### RECORDS SHOWN

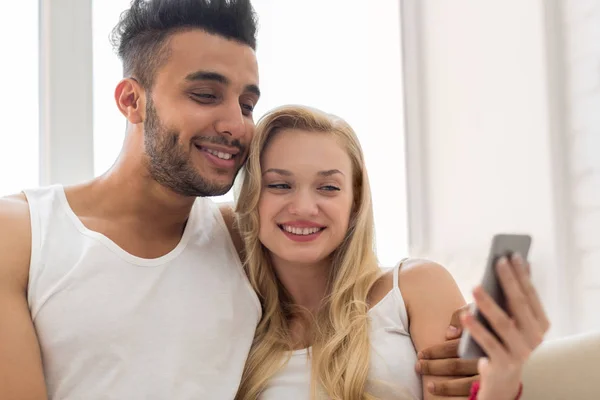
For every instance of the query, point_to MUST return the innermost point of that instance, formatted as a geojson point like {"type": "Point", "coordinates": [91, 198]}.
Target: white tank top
{"type": "Point", "coordinates": [392, 373]}
{"type": "Point", "coordinates": [115, 326]}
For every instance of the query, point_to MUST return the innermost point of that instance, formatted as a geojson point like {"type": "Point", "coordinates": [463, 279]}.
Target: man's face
{"type": "Point", "coordinates": [199, 120]}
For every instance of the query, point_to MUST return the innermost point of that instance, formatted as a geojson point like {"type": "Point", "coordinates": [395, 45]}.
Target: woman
{"type": "Point", "coordinates": [334, 325]}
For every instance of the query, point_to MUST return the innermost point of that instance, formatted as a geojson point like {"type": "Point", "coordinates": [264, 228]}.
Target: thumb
{"type": "Point", "coordinates": [482, 365]}
{"type": "Point", "coordinates": [455, 328]}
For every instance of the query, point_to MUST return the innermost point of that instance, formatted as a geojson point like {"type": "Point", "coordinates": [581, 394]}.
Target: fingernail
{"type": "Point", "coordinates": [431, 387]}
{"type": "Point", "coordinates": [452, 330]}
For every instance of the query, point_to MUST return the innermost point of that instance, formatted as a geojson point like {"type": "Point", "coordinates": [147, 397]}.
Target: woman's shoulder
{"type": "Point", "coordinates": [415, 277]}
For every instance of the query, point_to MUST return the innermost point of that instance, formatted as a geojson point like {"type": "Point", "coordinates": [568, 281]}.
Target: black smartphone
{"type": "Point", "coordinates": [502, 245]}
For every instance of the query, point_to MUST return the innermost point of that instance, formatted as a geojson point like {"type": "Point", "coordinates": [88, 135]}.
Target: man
{"type": "Point", "coordinates": [130, 286]}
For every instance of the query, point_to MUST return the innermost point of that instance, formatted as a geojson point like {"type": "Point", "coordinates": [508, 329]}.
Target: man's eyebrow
{"type": "Point", "coordinates": [220, 78]}
{"type": "Point", "coordinates": [278, 171]}
{"type": "Point", "coordinates": [330, 172]}
{"type": "Point", "coordinates": [207, 76]}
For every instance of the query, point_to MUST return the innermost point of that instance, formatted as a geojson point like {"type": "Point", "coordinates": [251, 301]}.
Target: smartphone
{"type": "Point", "coordinates": [502, 245]}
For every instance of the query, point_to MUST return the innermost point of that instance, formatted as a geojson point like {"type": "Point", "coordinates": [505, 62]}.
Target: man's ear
{"type": "Point", "coordinates": [131, 100]}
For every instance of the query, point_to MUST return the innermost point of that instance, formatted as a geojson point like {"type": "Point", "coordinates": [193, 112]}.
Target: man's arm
{"type": "Point", "coordinates": [21, 373]}
{"type": "Point", "coordinates": [431, 296]}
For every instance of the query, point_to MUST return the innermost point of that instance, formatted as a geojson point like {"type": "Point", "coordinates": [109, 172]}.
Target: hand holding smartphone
{"type": "Point", "coordinates": [502, 245]}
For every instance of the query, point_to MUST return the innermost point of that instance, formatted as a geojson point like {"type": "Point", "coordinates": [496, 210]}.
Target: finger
{"type": "Point", "coordinates": [517, 300]}
{"type": "Point", "coordinates": [452, 387]}
{"type": "Point", "coordinates": [502, 324]}
{"type": "Point", "coordinates": [455, 329]}
{"type": "Point", "coordinates": [524, 278]}
{"type": "Point", "coordinates": [448, 349]}
{"type": "Point", "coordinates": [492, 347]}
{"type": "Point", "coordinates": [447, 367]}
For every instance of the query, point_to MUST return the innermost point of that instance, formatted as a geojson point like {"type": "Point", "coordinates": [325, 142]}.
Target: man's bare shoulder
{"type": "Point", "coordinates": [15, 238]}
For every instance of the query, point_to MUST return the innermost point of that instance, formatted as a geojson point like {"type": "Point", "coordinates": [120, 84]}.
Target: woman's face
{"type": "Point", "coordinates": [306, 196]}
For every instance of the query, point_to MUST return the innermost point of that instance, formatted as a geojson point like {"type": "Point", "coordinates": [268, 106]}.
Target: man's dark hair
{"type": "Point", "coordinates": [140, 38]}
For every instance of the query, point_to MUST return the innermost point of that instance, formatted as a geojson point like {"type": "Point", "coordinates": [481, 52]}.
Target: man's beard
{"type": "Point", "coordinates": [169, 164]}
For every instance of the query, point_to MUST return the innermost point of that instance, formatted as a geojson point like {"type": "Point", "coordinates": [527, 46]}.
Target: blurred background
{"type": "Point", "coordinates": [475, 117]}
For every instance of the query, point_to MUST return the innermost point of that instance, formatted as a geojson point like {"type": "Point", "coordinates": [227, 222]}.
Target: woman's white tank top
{"type": "Point", "coordinates": [392, 374]}
{"type": "Point", "coordinates": [115, 326]}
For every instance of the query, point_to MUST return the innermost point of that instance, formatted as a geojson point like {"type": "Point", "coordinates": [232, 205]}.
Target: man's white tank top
{"type": "Point", "coordinates": [392, 373]}
{"type": "Point", "coordinates": [115, 326]}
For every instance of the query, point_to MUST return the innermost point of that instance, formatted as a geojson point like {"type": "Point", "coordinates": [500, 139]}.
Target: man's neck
{"type": "Point", "coordinates": [128, 193]}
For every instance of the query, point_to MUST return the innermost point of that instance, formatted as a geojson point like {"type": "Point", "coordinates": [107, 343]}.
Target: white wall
{"type": "Point", "coordinates": [485, 141]}
{"type": "Point", "coordinates": [582, 97]}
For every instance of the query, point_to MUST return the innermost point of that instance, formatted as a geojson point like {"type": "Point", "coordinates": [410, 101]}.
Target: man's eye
{"type": "Point", "coordinates": [204, 96]}
{"type": "Point", "coordinates": [248, 107]}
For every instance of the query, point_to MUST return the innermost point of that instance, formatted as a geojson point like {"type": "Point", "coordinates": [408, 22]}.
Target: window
{"type": "Point", "coordinates": [19, 108]}
{"type": "Point", "coordinates": [350, 66]}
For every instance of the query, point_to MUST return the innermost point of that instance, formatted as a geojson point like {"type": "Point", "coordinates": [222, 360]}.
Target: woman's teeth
{"type": "Point", "coordinates": [300, 231]}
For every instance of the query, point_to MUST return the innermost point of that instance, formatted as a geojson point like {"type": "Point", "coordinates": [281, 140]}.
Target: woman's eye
{"type": "Point", "coordinates": [278, 186]}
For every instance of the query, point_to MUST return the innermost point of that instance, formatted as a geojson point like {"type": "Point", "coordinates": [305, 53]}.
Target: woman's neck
{"type": "Point", "coordinates": [306, 283]}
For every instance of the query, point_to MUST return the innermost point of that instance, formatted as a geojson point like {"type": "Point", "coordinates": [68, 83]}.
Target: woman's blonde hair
{"type": "Point", "coordinates": [340, 334]}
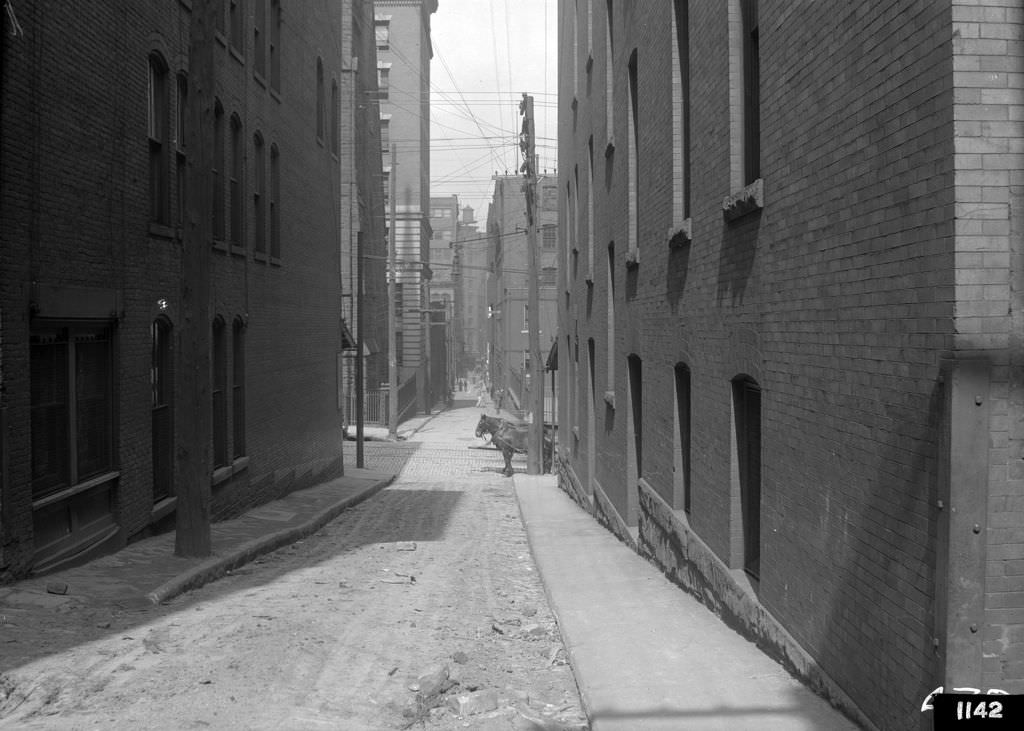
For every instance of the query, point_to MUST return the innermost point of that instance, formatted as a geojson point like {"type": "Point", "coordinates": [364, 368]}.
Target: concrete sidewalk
{"type": "Point", "coordinates": [646, 654]}
{"type": "Point", "coordinates": [147, 571]}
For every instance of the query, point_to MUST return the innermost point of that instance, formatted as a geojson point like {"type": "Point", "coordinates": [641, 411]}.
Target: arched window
{"type": "Point", "coordinates": [320, 99]}
{"type": "Point", "coordinates": [335, 114]}
{"type": "Point", "coordinates": [236, 182]}
{"type": "Point", "coordinates": [160, 143]}
{"type": "Point", "coordinates": [681, 471]}
{"type": "Point", "coordinates": [218, 391]}
{"type": "Point", "coordinates": [162, 384]}
{"type": "Point", "coordinates": [239, 387]}
{"type": "Point", "coordinates": [259, 195]}
{"type": "Point", "coordinates": [747, 430]}
{"type": "Point", "coordinates": [274, 203]}
{"type": "Point", "coordinates": [216, 176]}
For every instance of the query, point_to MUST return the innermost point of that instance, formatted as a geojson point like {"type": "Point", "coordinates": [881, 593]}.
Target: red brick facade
{"type": "Point", "coordinates": [83, 245]}
{"type": "Point", "coordinates": [833, 316]}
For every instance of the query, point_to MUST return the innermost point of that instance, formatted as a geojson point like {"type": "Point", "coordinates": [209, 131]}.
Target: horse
{"type": "Point", "coordinates": [511, 438]}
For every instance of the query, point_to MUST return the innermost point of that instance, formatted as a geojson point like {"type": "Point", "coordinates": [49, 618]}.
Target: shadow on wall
{"type": "Point", "coordinates": [675, 274]}
{"type": "Point", "coordinates": [735, 261]}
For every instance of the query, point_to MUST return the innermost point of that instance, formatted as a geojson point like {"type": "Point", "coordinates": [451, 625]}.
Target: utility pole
{"type": "Point", "coordinates": [392, 340]}
{"type": "Point", "coordinates": [192, 535]}
{"type": "Point", "coordinates": [527, 140]}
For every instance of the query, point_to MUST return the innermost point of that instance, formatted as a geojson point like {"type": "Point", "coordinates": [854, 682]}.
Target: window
{"type": "Point", "coordinates": [219, 384]}
{"type": "Point", "coordinates": [747, 473]}
{"type": "Point", "coordinates": [259, 195]}
{"type": "Point", "coordinates": [72, 404]}
{"type": "Point", "coordinates": [382, 29]}
{"type": "Point", "coordinates": [275, 45]}
{"type": "Point", "coordinates": [634, 428]}
{"type": "Point", "coordinates": [274, 203]}
{"type": "Point", "coordinates": [335, 113]}
{"type": "Point", "coordinates": [610, 303]}
{"type": "Point", "coordinates": [633, 142]}
{"type": "Point", "coordinates": [681, 113]}
{"type": "Point", "coordinates": [681, 472]}
{"type": "Point", "coordinates": [549, 235]}
{"type": "Point", "coordinates": [239, 387]}
{"type": "Point", "coordinates": [180, 170]}
{"type": "Point", "coordinates": [259, 38]}
{"type": "Point", "coordinates": [576, 48]}
{"type": "Point", "coordinates": [159, 120]}
{"type": "Point", "coordinates": [590, 210]}
{"type": "Point", "coordinates": [752, 92]}
{"type": "Point", "coordinates": [217, 181]}
{"type": "Point", "coordinates": [162, 413]}
{"type": "Point", "coordinates": [609, 86]}
{"type": "Point", "coordinates": [237, 13]}
{"type": "Point", "coordinates": [320, 99]}
{"type": "Point", "coordinates": [236, 182]}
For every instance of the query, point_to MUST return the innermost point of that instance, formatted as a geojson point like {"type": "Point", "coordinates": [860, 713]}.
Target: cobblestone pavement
{"type": "Point", "coordinates": [420, 607]}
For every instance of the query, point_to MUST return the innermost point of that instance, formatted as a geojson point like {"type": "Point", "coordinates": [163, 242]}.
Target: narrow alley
{"type": "Point", "coordinates": [420, 607]}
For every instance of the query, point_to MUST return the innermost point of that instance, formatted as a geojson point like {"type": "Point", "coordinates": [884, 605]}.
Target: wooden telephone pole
{"type": "Point", "coordinates": [194, 439]}
{"type": "Point", "coordinates": [527, 142]}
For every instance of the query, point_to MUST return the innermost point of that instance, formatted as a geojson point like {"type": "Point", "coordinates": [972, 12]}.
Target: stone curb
{"type": "Point", "coordinates": [214, 568]}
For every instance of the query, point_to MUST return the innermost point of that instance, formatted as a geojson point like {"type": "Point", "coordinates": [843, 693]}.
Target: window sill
{"type": "Point", "coordinates": [743, 202]}
{"type": "Point", "coordinates": [220, 475]}
{"type": "Point", "coordinates": [75, 489]}
{"type": "Point", "coordinates": [162, 509]}
{"type": "Point", "coordinates": [682, 234]}
{"type": "Point", "coordinates": [161, 230]}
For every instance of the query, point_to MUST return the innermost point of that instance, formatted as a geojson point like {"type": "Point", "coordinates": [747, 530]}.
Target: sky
{"type": "Point", "coordinates": [486, 54]}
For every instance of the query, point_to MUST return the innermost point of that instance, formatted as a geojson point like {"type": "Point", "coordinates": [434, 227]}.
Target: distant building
{"type": "Point", "coordinates": [472, 302]}
{"type": "Point", "coordinates": [92, 218]}
{"type": "Point", "coordinates": [508, 264]}
{"type": "Point", "coordinates": [790, 325]}
{"type": "Point", "coordinates": [403, 53]}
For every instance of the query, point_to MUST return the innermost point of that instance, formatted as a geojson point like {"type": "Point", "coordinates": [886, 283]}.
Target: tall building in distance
{"type": "Point", "coordinates": [95, 221]}
{"type": "Point", "coordinates": [790, 319]}
{"type": "Point", "coordinates": [508, 266]}
{"type": "Point", "coordinates": [403, 53]}
{"type": "Point", "coordinates": [472, 300]}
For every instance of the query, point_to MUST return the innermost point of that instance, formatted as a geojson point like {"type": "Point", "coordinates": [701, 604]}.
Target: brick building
{"type": "Point", "coordinates": [403, 54]}
{"type": "Point", "coordinates": [508, 285]}
{"type": "Point", "coordinates": [92, 214]}
{"type": "Point", "coordinates": [472, 252]}
{"type": "Point", "coordinates": [790, 323]}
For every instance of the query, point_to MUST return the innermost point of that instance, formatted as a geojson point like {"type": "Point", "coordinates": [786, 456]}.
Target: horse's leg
{"type": "Point", "coordinates": [507, 454]}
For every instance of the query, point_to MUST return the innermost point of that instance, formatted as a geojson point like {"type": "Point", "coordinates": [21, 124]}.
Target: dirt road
{"type": "Point", "coordinates": [419, 608]}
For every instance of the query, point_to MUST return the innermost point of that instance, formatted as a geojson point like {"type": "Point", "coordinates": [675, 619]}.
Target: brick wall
{"type": "Point", "coordinates": [841, 298]}
{"type": "Point", "coordinates": [76, 163]}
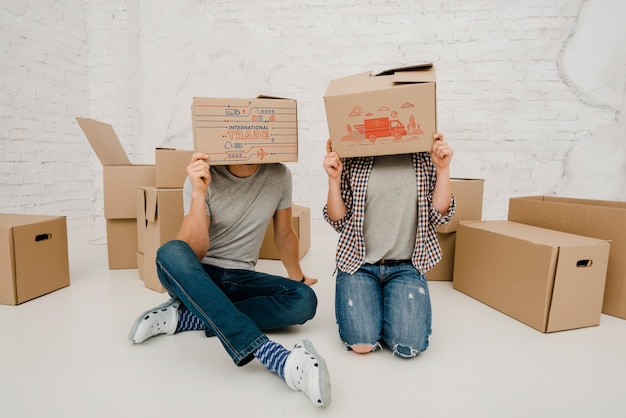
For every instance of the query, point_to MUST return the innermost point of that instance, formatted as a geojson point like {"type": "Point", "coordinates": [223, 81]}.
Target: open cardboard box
{"type": "Point", "coordinates": [33, 257]}
{"type": "Point", "coordinates": [602, 219]}
{"type": "Point", "coordinates": [121, 179]}
{"type": "Point", "coordinates": [390, 112]}
{"type": "Point", "coordinates": [549, 280]}
{"type": "Point", "coordinates": [258, 130]}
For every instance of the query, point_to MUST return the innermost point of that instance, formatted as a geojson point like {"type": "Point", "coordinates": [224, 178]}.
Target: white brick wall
{"type": "Point", "coordinates": [510, 96]}
{"type": "Point", "coordinates": [44, 165]}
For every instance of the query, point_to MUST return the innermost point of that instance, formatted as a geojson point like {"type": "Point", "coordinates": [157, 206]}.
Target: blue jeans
{"type": "Point", "coordinates": [234, 305]}
{"type": "Point", "coordinates": [388, 303]}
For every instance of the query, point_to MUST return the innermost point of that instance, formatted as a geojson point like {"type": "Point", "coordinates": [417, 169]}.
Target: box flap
{"type": "Point", "coordinates": [419, 73]}
{"type": "Point", "coordinates": [104, 142]}
{"type": "Point", "coordinates": [268, 96]}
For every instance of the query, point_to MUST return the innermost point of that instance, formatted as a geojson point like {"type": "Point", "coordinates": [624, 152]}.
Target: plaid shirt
{"type": "Point", "coordinates": [351, 247]}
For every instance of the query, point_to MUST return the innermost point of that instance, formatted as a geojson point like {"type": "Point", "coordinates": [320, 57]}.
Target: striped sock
{"type": "Point", "coordinates": [187, 321]}
{"type": "Point", "coordinates": [273, 356]}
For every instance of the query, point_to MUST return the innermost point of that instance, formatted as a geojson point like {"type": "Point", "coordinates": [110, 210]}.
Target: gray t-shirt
{"type": "Point", "coordinates": [240, 209]}
{"type": "Point", "coordinates": [390, 209]}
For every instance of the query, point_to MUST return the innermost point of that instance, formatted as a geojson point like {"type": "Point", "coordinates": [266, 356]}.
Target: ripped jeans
{"type": "Point", "coordinates": [388, 303]}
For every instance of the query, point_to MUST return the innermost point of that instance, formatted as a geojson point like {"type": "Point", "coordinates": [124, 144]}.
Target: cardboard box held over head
{"type": "Point", "coordinates": [33, 257]}
{"type": "Point", "coordinates": [245, 131]}
{"type": "Point", "coordinates": [602, 219]}
{"type": "Point", "coordinates": [121, 179]}
{"type": "Point", "coordinates": [549, 280]}
{"type": "Point", "coordinates": [390, 112]}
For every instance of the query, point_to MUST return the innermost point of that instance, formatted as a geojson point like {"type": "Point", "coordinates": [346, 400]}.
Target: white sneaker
{"type": "Point", "coordinates": [306, 371]}
{"type": "Point", "coordinates": [160, 320]}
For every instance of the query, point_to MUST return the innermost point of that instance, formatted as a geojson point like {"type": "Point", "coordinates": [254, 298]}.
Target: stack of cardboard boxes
{"type": "Point", "coordinates": [144, 203]}
{"type": "Point", "coordinates": [121, 179]}
{"type": "Point", "coordinates": [159, 211]}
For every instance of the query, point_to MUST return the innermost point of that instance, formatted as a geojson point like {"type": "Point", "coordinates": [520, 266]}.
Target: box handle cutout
{"type": "Point", "coordinates": [42, 237]}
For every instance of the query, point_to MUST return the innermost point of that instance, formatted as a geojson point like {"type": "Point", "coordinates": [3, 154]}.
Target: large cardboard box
{"type": "Point", "coordinates": [600, 219]}
{"type": "Point", "coordinates": [121, 178]}
{"type": "Point", "coordinates": [160, 215]}
{"type": "Point", "coordinates": [33, 257]}
{"type": "Point", "coordinates": [245, 131]}
{"type": "Point", "coordinates": [549, 280]}
{"type": "Point", "coordinates": [171, 167]}
{"type": "Point", "coordinates": [301, 220]}
{"type": "Point", "coordinates": [390, 112]}
{"type": "Point", "coordinates": [469, 202]}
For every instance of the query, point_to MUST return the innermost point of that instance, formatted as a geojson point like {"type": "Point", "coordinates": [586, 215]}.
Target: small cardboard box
{"type": "Point", "coordinates": [600, 219]}
{"type": "Point", "coordinates": [121, 178]}
{"type": "Point", "coordinates": [245, 131]}
{"type": "Point", "coordinates": [391, 112]}
{"type": "Point", "coordinates": [443, 271]}
{"type": "Point", "coordinates": [33, 257]}
{"type": "Point", "coordinates": [160, 216]}
{"type": "Point", "coordinates": [122, 243]}
{"type": "Point", "coordinates": [469, 202]}
{"type": "Point", "coordinates": [171, 167]}
{"type": "Point", "coordinates": [301, 220]}
{"type": "Point", "coordinates": [549, 280]}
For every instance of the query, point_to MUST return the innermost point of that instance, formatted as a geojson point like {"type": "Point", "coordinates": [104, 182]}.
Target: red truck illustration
{"type": "Point", "coordinates": [381, 127]}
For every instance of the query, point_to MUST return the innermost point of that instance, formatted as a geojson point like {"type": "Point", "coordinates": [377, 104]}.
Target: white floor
{"type": "Point", "coordinates": [67, 355]}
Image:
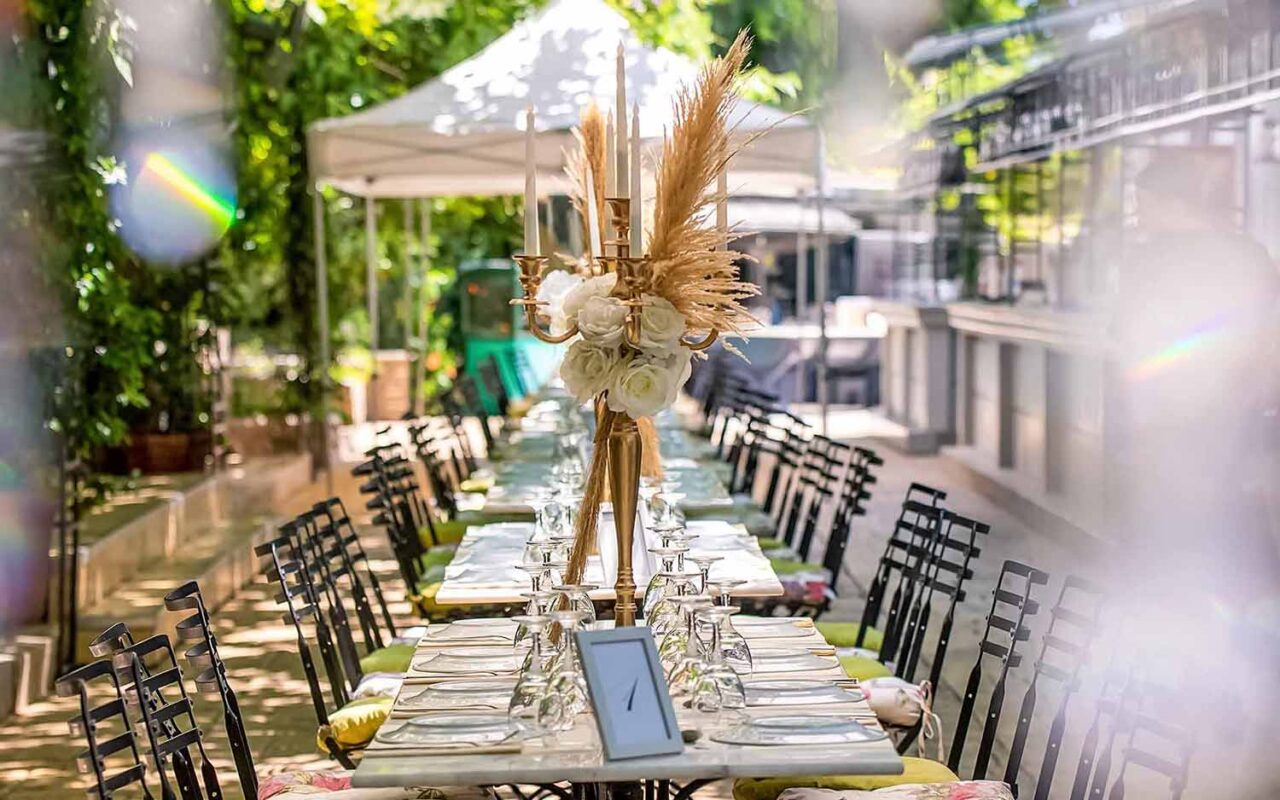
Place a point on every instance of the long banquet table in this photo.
(576, 755)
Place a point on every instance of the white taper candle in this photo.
(621, 145)
(636, 204)
(593, 218)
(531, 246)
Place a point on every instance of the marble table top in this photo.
(484, 567)
(576, 754)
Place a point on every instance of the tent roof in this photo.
(462, 132)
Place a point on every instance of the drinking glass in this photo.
(566, 690)
(577, 598)
(538, 603)
(704, 565)
(664, 612)
(718, 688)
(531, 688)
(685, 675)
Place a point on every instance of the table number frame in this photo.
(621, 739)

######

§ **EXERCISE REQUIREMENTS**:
Copy, word for word, the line that contains "Place a point on every instance of the tent" and every line after it through the end of the records, and nothing else.

§ **EXERCISE RESULT**:
Place a point on every instance of the tent roof in this photo.
(462, 132)
Place a point on every instance of the drinking glass in this photo.
(566, 690)
(577, 598)
(538, 603)
(704, 565)
(664, 612)
(718, 688)
(531, 688)
(685, 675)
Place a point on every instance of the table number frame in this photo.
(621, 739)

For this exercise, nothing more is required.